William Loader
Christmas Day 2: 25 December Titus 3:4-7
Christmas is
a time to celebrate those things which are central to faith. This snippet of
Titus appears to do just that, citing what may already be a well formed
tradition before it finds its place in the writer's discourse. What a wonderful
definition of Christmas: the appearance of the goodness and kindness (lit.
philanthropy) of God. Not previously unseen; otherwise it would not have been
recognised, but the splendid centrepiece of all that Jesus did and was.
"Goodness" can be a rather passive term, especially if we think of it
as not doing anything wrong, but the biblical understanding of goodness is far
from that. It is active generosity and compassion, a will to love. That is what
is "saving" or "liberating" about an encounter with God.
God's will to set us free is not despite God's goodness, as if God must abandon
goodness to be generous or as though there is a contradiction between what
justice demands and what generosity wants to achieve. Quite the contrary, God's
goodness consists precisely in the will to love, to set free, to set into a
right and fulfilling relationship what has been alienated and unfulfilled.
These neat
almost poetic lines capture a summary of the gospel which the writer,
traditionally identified as Paul, has incorporated in his letter using what
seems to be well used and well crafted formulations of the time. It is not the
usual language of the historical Paul, but it holds together many of his key
themes. The setting is a reminder of the hearers' former state, described in
terms which suggest depravity and ignorance. Notice that a central element is
lovelessness (3:3). It is explained as the consequence of being enslaved to the
norms which govern many people. The author might have spoken of other gods,
idolatry. The variants of idolatry are often more subtle than the real thing.

→ Written task A
In the commentary on Titus, what is the biblical understanding of goodness?
→ Written task B
Give again everything in the commentary on Titus from "philanthropy) of God." down to "alienated and unfulfilled.".
→ Written task C
Which words does the commentary on Titus set inside double quotation marks?

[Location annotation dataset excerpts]

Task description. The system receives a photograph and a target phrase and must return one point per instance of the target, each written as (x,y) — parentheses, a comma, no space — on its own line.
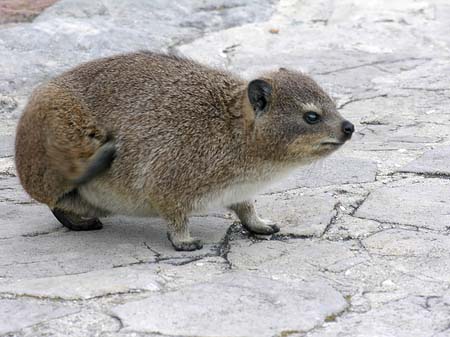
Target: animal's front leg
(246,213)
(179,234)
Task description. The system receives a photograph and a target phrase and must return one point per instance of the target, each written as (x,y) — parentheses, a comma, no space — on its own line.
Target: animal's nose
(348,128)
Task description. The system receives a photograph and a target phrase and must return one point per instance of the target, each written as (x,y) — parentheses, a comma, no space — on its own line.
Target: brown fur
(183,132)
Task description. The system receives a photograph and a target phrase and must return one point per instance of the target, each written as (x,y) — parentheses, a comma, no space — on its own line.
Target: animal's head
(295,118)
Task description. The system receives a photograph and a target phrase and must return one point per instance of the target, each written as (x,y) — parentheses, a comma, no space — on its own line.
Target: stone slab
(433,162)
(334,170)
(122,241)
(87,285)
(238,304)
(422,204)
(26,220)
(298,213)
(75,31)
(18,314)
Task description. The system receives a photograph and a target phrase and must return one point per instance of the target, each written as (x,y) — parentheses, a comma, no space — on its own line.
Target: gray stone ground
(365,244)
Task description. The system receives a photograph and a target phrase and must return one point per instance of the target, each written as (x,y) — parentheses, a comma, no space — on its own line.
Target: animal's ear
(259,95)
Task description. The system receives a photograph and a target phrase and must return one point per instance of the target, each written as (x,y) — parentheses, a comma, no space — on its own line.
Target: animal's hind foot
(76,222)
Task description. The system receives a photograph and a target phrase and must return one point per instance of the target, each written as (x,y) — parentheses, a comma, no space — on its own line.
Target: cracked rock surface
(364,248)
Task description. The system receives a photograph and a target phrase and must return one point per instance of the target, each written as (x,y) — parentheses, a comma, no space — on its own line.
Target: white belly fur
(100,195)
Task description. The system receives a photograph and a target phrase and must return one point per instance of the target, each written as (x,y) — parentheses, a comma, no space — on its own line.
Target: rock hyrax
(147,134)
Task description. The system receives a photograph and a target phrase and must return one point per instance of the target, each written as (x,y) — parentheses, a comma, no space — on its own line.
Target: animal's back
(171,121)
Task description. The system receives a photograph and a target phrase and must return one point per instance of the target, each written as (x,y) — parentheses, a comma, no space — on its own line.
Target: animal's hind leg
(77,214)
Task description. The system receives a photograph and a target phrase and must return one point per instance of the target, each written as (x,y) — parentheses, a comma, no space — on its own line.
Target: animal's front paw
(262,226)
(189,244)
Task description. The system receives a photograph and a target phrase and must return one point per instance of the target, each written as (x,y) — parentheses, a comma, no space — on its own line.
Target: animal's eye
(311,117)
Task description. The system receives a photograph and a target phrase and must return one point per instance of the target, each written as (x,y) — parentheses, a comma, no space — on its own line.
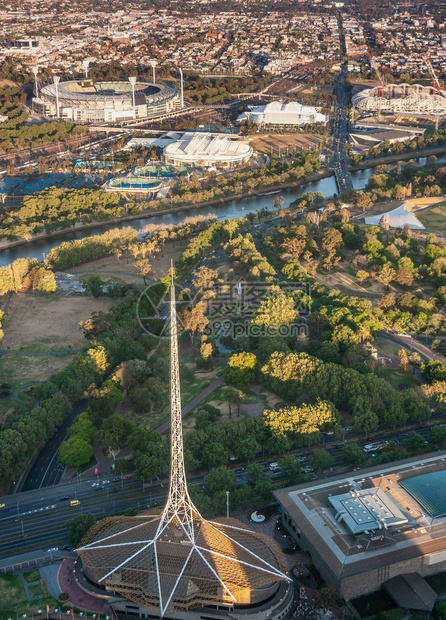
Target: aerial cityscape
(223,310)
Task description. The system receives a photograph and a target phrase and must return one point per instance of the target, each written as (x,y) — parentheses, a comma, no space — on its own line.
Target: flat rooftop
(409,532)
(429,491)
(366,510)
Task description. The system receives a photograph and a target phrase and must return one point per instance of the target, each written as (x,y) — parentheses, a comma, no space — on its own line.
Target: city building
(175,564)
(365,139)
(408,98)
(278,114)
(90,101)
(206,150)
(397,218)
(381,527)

→ Answer A
It is active generosity and compassion, a will to love.

→ Answer B
philanthropy) of God. Not previously unseen; otherwise it would not have been
recognised, but the splendid centrepiece of all that Jesus did and was.
"Goodness" can be a rather passive term, especially if we think of it
as not doing anything wrong, but the biblical understanding of goodness is far
from that. It is active generosity and compassion, a will to love. That is what
is "saving" or "liberating" about an encounter with God.
God's will to set us free is not despite God's goodness, as if God must abandon
goodness to be generous or as though there is a contradiction between what
justice demands and what generosity wants to achieve. Quite the contrary, God's
goodness consists precisely in the will to love, to set free, to set into a
right and fulfilling relationship what has been alienated and unfulfilled.

→ Answer C
Goodness, saving, liberating